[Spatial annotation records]
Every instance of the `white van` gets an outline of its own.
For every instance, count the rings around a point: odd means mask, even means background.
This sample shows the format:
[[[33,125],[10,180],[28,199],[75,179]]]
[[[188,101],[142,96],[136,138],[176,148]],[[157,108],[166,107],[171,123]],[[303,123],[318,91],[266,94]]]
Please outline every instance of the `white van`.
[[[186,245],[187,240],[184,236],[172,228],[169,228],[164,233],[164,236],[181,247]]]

▸ **The problem**
Your task is to repeat every line exactly.

▸ **Full solution**
Every instance of the `white van` gets an outline of its own.
For every instance, count the rings around a point: odd means mask, even means background.
This sample shows the format:
[[[33,125],[10,180],[28,199],[75,179]]]
[[[188,101],[142,96],[136,138],[176,148]],[[157,108],[166,107],[171,123]],[[303,123],[318,91],[266,94]]]
Please outline every instance of the `white van`.
[[[186,245],[187,240],[184,236],[172,228],[169,228],[164,233],[164,236],[181,247]]]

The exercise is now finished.